Point annotation dataset listing:

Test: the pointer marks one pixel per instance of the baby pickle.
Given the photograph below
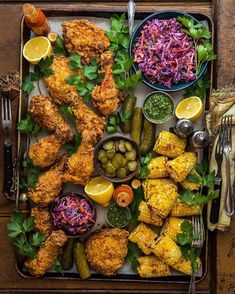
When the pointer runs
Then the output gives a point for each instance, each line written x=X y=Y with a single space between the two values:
x=80 y=261
x=67 y=256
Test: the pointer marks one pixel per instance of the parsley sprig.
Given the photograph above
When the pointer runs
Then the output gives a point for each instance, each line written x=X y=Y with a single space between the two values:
x=201 y=36
x=21 y=230
x=42 y=69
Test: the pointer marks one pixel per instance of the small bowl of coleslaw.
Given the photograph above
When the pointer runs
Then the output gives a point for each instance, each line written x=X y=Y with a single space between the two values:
x=74 y=213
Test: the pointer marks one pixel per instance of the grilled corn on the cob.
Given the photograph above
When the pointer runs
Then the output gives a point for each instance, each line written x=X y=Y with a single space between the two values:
x=152 y=267
x=148 y=215
x=167 y=250
x=152 y=186
x=181 y=166
x=157 y=168
x=189 y=185
x=180 y=209
x=144 y=237
x=163 y=199
x=172 y=227
x=169 y=144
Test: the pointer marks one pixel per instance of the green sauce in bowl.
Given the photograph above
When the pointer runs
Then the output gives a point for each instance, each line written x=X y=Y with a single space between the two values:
x=158 y=107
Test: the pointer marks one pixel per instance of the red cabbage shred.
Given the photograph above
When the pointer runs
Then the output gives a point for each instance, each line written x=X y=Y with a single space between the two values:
x=164 y=53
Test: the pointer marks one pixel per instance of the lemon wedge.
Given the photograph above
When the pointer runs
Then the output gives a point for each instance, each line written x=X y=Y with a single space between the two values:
x=190 y=108
x=36 y=49
x=100 y=190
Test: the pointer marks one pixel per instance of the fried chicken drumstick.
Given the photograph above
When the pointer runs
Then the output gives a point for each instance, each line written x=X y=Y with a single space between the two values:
x=48 y=185
x=47 y=254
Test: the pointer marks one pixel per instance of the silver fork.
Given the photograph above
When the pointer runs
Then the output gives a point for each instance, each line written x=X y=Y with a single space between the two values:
x=198 y=230
x=227 y=147
x=7 y=128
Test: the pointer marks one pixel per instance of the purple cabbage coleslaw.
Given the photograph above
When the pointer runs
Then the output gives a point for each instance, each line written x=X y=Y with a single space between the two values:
x=74 y=214
x=164 y=53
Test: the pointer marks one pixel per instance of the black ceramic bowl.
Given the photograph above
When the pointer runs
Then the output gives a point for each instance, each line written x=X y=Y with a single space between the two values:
x=64 y=226
x=167 y=14
x=99 y=168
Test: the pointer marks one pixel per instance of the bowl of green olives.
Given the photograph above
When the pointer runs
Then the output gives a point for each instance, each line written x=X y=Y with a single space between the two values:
x=117 y=158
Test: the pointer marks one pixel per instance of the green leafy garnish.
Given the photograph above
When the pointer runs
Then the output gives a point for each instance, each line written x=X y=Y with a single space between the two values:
x=72 y=146
x=58 y=47
x=144 y=170
x=28 y=126
x=20 y=229
x=133 y=253
x=66 y=110
x=199 y=88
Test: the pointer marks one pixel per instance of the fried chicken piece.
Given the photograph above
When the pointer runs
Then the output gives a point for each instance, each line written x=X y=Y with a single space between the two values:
x=80 y=165
x=48 y=185
x=45 y=113
x=42 y=220
x=85 y=38
x=56 y=84
x=46 y=151
x=47 y=254
x=106 y=97
x=106 y=250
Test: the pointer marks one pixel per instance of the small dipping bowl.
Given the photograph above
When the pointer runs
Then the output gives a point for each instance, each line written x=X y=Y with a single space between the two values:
x=164 y=102
x=74 y=213
x=119 y=218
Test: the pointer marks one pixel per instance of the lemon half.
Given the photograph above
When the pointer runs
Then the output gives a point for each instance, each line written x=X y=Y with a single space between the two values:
x=190 y=108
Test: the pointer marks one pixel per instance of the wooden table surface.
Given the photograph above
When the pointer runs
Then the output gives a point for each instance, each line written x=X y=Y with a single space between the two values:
x=221 y=276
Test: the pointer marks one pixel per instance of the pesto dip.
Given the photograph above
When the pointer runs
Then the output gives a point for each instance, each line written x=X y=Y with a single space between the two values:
x=158 y=107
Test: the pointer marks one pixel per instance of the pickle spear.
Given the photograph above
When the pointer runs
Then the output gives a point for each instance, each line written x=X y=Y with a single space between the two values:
x=67 y=256
x=127 y=110
x=136 y=125
x=148 y=138
x=79 y=256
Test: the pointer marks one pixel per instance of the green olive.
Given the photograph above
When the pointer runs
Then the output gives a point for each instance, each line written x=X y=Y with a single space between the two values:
x=131 y=155
x=132 y=165
x=101 y=153
x=128 y=146
x=110 y=154
x=121 y=173
x=108 y=145
x=117 y=159
x=121 y=146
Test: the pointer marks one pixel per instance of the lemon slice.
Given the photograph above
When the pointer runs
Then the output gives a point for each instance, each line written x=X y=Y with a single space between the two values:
x=100 y=190
x=190 y=108
x=36 y=49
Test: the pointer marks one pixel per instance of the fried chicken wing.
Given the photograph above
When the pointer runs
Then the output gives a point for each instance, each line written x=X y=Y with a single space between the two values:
x=46 y=151
x=106 y=97
x=45 y=113
x=106 y=250
x=47 y=254
x=56 y=84
x=85 y=38
x=42 y=220
x=48 y=185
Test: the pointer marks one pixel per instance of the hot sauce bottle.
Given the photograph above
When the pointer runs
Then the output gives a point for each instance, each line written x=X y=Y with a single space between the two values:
x=36 y=20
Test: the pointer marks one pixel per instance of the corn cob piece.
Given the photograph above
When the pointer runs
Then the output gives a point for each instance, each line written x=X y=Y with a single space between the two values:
x=148 y=215
x=163 y=199
x=172 y=227
x=167 y=250
x=157 y=168
x=152 y=267
x=181 y=166
x=152 y=186
x=189 y=185
x=143 y=236
x=184 y=265
x=169 y=144
x=180 y=209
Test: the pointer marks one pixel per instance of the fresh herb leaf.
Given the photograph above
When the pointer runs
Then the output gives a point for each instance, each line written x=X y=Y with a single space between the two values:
x=28 y=126
x=72 y=146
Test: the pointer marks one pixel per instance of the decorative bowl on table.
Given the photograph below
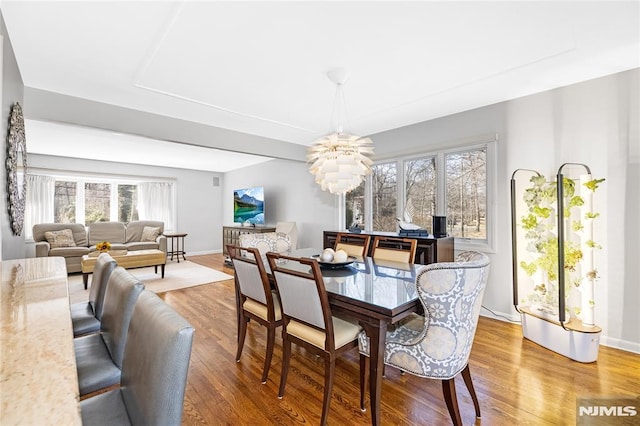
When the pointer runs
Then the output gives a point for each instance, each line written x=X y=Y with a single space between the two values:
x=334 y=264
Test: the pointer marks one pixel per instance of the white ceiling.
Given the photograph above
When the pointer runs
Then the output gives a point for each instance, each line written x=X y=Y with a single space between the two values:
x=260 y=67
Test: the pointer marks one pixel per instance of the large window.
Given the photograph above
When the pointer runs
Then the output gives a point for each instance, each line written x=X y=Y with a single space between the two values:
x=453 y=183
x=467 y=193
x=87 y=202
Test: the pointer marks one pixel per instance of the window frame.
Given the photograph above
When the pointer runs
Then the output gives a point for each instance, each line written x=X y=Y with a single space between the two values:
x=488 y=142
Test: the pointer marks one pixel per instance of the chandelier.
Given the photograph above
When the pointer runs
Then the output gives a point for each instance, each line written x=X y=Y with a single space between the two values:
x=339 y=160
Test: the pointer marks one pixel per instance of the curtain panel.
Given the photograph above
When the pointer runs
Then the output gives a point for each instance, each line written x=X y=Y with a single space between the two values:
x=157 y=201
x=39 y=207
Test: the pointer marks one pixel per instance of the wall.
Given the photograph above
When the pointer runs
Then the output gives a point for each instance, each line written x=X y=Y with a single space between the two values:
x=290 y=195
x=594 y=122
x=12 y=91
x=199 y=210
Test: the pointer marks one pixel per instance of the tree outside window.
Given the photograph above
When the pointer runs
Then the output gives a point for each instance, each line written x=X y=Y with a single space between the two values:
x=97 y=202
x=466 y=193
x=127 y=203
x=64 y=202
x=354 y=207
x=384 y=195
x=420 y=189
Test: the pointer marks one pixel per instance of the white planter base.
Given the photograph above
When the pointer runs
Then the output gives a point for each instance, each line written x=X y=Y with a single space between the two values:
x=579 y=345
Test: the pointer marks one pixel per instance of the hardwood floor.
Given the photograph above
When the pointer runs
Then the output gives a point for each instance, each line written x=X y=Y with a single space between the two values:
x=517 y=381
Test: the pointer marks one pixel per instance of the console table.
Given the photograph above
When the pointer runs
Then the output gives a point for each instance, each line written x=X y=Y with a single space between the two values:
x=231 y=234
x=429 y=249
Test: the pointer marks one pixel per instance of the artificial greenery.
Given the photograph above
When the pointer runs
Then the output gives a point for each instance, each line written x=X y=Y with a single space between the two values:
x=539 y=224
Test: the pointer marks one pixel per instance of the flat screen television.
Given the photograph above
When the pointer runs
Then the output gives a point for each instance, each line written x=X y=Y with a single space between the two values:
x=248 y=205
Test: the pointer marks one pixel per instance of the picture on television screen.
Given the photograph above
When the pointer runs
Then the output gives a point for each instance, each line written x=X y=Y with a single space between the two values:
x=248 y=205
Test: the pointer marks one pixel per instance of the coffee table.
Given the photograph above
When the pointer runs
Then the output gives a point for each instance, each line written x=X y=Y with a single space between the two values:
x=130 y=260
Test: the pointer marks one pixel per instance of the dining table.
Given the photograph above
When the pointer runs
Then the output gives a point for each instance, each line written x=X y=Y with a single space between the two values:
x=377 y=294
x=38 y=378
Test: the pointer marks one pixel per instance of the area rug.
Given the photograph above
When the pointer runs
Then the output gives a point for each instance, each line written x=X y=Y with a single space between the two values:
x=176 y=276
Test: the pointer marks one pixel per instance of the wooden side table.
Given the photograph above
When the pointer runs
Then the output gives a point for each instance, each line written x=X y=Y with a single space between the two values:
x=177 y=244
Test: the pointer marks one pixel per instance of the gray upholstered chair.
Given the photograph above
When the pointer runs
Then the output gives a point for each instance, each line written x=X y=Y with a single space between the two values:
x=99 y=356
x=154 y=370
x=355 y=245
x=438 y=345
x=307 y=320
x=86 y=316
x=254 y=299
x=394 y=249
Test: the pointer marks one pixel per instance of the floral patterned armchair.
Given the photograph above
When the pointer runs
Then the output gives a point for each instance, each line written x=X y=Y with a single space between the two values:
x=438 y=345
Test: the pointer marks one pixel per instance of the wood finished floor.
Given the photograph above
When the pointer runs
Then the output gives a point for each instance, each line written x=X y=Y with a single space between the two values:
x=517 y=381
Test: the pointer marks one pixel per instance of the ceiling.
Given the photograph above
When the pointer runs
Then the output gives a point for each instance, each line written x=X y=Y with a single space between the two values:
x=260 y=67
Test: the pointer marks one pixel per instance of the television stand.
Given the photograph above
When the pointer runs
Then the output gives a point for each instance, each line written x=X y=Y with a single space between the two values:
x=231 y=234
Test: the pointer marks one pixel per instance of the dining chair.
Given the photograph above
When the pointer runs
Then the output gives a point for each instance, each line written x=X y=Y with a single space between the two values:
x=438 y=344
x=254 y=299
x=86 y=316
x=355 y=245
x=99 y=355
x=290 y=229
x=394 y=249
x=154 y=370
x=307 y=320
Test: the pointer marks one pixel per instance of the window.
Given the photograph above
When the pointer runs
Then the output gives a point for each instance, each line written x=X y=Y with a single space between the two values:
x=87 y=202
x=64 y=203
x=384 y=199
x=467 y=193
x=420 y=190
x=454 y=183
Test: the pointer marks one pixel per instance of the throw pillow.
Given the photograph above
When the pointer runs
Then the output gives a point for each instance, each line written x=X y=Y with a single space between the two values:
x=62 y=238
x=149 y=234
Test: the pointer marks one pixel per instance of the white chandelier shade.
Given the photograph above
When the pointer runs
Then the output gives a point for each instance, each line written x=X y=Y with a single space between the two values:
x=339 y=160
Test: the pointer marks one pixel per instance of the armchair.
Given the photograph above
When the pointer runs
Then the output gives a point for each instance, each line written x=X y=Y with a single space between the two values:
x=438 y=345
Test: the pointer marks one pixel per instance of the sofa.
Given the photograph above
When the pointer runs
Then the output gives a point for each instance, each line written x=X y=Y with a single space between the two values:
x=74 y=240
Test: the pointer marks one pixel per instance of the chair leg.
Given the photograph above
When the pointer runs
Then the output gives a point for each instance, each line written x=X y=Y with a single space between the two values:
x=466 y=375
x=329 y=372
x=449 y=392
x=242 y=332
x=286 y=356
x=271 y=338
x=364 y=367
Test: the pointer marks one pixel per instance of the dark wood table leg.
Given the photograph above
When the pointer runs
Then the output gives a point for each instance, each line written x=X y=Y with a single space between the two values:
x=376 y=330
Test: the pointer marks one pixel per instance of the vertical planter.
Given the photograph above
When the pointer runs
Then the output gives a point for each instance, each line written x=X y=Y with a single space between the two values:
x=553 y=262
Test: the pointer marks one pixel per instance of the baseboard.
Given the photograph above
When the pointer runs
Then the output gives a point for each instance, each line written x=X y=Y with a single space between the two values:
x=610 y=342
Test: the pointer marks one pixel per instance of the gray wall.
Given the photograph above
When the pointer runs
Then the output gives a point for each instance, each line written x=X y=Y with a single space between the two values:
x=12 y=92
x=290 y=195
x=596 y=123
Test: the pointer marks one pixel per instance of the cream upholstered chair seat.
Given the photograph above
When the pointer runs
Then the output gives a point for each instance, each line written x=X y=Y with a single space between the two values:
x=254 y=299
x=343 y=332
x=438 y=345
x=266 y=241
x=307 y=320
x=262 y=310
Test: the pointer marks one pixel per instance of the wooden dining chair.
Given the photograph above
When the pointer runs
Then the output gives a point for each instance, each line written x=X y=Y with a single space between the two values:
x=355 y=245
x=254 y=299
x=438 y=345
x=394 y=249
x=307 y=320
x=86 y=316
x=154 y=370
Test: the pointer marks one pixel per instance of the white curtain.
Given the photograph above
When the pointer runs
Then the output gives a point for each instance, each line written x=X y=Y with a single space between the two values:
x=156 y=201
x=39 y=203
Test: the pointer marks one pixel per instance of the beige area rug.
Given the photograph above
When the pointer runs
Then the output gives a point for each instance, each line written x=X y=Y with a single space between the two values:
x=176 y=276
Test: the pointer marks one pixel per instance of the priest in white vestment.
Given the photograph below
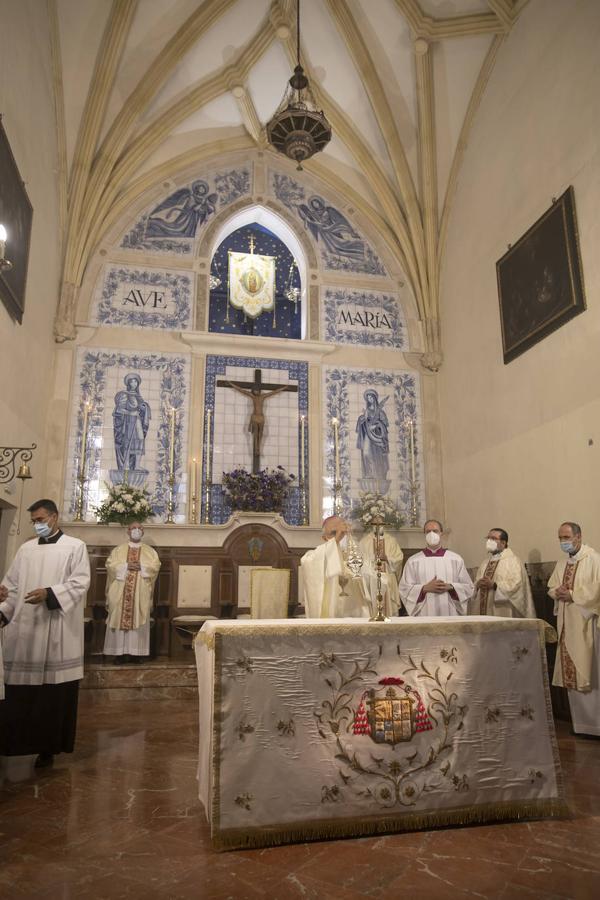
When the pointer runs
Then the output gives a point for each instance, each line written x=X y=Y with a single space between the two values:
x=435 y=581
x=502 y=585
x=391 y=557
x=131 y=572
x=42 y=633
x=575 y=588
x=330 y=591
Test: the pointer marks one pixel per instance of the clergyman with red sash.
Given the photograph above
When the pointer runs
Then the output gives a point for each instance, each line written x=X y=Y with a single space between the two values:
x=131 y=571
x=575 y=588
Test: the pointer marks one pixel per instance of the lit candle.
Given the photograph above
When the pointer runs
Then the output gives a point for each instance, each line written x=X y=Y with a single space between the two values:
x=172 y=442
x=86 y=412
x=336 y=449
x=302 y=427
x=193 y=477
x=208 y=439
x=411 y=435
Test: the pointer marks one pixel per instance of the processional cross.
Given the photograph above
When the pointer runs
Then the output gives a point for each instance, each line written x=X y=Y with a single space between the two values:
x=258 y=393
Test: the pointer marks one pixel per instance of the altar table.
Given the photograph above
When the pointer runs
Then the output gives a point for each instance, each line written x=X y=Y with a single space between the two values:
x=324 y=728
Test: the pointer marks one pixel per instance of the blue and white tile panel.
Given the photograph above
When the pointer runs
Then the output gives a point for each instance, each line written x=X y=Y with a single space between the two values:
x=363 y=318
x=399 y=391
x=144 y=298
x=173 y=224
x=164 y=383
x=341 y=246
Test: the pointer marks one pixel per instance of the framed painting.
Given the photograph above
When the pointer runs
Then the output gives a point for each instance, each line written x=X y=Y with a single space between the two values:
x=16 y=214
x=540 y=281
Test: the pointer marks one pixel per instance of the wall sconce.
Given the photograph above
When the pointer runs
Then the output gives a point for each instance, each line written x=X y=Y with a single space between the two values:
x=8 y=462
x=5 y=264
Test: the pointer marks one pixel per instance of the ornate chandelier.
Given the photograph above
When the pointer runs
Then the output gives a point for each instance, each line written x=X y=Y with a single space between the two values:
x=298 y=129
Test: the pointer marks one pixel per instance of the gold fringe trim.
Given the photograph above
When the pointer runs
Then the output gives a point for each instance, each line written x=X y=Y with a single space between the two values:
x=272 y=836
x=361 y=628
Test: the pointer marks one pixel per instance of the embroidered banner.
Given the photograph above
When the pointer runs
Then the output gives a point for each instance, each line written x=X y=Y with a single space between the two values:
x=335 y=728
x=251 y=282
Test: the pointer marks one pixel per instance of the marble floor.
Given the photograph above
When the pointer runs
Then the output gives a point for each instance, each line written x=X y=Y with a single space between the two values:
x=119 y=819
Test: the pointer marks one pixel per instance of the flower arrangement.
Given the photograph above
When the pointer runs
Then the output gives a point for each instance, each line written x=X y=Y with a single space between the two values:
x=125 y=504
x=375 y=506
x=262 y=491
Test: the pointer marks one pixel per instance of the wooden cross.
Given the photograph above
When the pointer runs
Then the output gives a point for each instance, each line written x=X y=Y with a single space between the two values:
x=258 y=393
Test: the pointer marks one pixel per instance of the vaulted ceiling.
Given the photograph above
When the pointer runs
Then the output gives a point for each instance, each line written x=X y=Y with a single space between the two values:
x=144 y=88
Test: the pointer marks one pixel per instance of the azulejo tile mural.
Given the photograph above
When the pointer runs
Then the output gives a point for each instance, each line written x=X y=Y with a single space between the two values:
x=172 y=225
x=342 y=248
x=135 y=428
x=365 y=318
x=230 y=437
x=380 y=446
x=144 y=298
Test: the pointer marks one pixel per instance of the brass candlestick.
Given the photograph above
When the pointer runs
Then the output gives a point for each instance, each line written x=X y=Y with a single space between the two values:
x=380 y=615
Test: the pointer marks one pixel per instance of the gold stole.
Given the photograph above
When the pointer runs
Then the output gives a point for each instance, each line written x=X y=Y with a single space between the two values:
x=490 y=570
x=128 y=600
x=568 y=666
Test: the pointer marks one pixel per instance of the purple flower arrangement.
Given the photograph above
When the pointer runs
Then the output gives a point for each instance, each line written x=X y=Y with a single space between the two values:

**Given instruction:** Copy the listing above from the line with "Test: the pointer marks one pixel per instance of the altar" to the line with "x=324 y=728", both included, and add 123 to every x and y coordinate in the answer points, leaving all other text unchanged.

**Worked solution:**
Test: the pointer marks one pixel per instance of the altar table.
Given the photograph above
When the pointer runs
Then the output gives a point for each instance, each line written x=X y=Y with a single space between the two values:
x=447 y=851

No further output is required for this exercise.